Start of Selected excerpt

American actress (born 1939)

Arlene Howell (born Eurlyne Howell; October 26, 1939) is an American former actress and beauty pageant titleholder who won the title of Miss USA 1958.

==Early life and education==
Howell was born in Delhi, Louisiana, the daughter of Mr. and Mrs. E. M. Howell. The family moved to Bossier City, Louisiana, in 1952. She has two sisters. They attended local schools. Howell graduated from Bossier High School, class of 1957, in Bossier City. She studied speech and dramatics at Centenary College of Louisiana.

==Beauty pageant and acting career==
Howell entered the state level of the Miss USA beauty pageant, hoping to earn some money to support her work in an acting career. After winning Miss Louisiana USA, she became the first of three titleholders from the state to win the Miss USA crown, when she won the Miss USA Pageant in Long Beach, California, in July 1958. That same week, she competed in the Miss Universe Pageant and placed as third runner-up, and is to date the only Miss USA to place third runner-up at Miss Universe.

Howell's television debut occurred September 28, 1958, on Maverick in the episode "Alias Bart Maverick," portraying a semi-regular character named "Cindy Lou Brown" who also appears in "Shady Deal at Sunny Acres" and "Passage to Fort Doom". In 1959, she was cast as secretary "Melody Lee Mercer", a regular supporting role spanning 23 episodes, in the ABC/Warner Brothers crime drama Bourbon Street Beat. The series is set in New Orleans. Studio publicity at the time emphasized Howell's Louisiana roots, but the program was produced in Los Angeles. The show only lasted one season but this was an era in which a single season encompassed 39 episodes (she appeared in 23 of the 39 according to her Internet Movie Database [imdb.com] article).

End of Selected excerpt
Start of Dataset records

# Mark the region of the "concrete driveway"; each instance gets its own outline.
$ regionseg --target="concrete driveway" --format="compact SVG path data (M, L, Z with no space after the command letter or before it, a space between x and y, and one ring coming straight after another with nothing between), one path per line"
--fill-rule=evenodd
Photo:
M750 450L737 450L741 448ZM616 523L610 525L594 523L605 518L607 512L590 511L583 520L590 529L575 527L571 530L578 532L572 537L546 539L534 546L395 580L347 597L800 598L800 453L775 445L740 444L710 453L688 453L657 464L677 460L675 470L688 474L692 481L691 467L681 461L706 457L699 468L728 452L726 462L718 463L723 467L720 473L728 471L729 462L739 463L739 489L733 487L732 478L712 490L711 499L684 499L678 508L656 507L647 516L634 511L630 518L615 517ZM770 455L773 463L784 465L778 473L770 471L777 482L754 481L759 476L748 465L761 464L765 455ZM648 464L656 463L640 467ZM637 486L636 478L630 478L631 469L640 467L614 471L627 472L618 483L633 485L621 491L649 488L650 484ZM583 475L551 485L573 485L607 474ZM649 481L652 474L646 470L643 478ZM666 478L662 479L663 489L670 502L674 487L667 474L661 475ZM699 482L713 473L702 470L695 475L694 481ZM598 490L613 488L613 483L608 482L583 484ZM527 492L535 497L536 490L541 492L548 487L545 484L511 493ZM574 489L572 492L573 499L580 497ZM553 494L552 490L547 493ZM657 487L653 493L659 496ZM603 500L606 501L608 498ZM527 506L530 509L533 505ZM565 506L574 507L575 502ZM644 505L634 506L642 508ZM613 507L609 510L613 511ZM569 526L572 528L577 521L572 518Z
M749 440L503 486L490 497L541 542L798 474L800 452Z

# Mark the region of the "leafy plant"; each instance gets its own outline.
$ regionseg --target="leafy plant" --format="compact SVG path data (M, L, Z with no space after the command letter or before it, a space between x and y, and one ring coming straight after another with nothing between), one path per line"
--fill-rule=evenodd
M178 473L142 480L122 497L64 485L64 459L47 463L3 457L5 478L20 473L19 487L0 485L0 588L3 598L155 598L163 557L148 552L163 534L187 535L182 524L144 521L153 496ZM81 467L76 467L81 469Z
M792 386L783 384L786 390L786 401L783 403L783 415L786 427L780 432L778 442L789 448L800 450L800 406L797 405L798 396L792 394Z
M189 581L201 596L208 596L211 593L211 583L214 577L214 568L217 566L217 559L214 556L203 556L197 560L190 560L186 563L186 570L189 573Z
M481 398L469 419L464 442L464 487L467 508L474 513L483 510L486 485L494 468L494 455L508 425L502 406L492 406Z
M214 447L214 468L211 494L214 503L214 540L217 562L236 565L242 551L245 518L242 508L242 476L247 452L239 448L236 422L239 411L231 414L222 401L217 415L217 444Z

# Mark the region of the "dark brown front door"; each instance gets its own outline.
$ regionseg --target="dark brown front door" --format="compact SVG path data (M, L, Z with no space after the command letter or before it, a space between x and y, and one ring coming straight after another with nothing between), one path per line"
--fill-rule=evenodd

End of Dataset records

What to work on:
- A) According to the Arlene Howell biography, in which city was the Miss USA Pageant that Howell won held?
- B) Proceed with the Arlene Howell biography, picking up after its final sentence.
The rows have no connection to the Arlene Howell biography.

Responses to the tasks:
- A) Long Beach, California.

- B)
Howell played "Cindy Lou Brown" in three episodes of Maverick and appeared once as a character named "Ladybird Forge" in an episode titled "Island in the Swamp" with James Garner and Edgar Buchanan. She was cast in 77 Sunset Strip (episode: "A Nice Social Evening"), Bronco (episode: "Prairie Skipper"), Alcoa Premiere (episode: "What Ever Happened to Miss Illinois?"), Bachelor Father (episode: "Ginger's Big Romance"), and played "Flora" in a 1966 episode of Gomer Pyle, U.S.M.C. in which she was the best friend of a blind date for an understandably flabbergasted Sgt. Carter. Howell ended her career at that point.

==Personal life==
Howell married pilot Paul LaCava in August 1959.
They had one child, a girl named Lisa.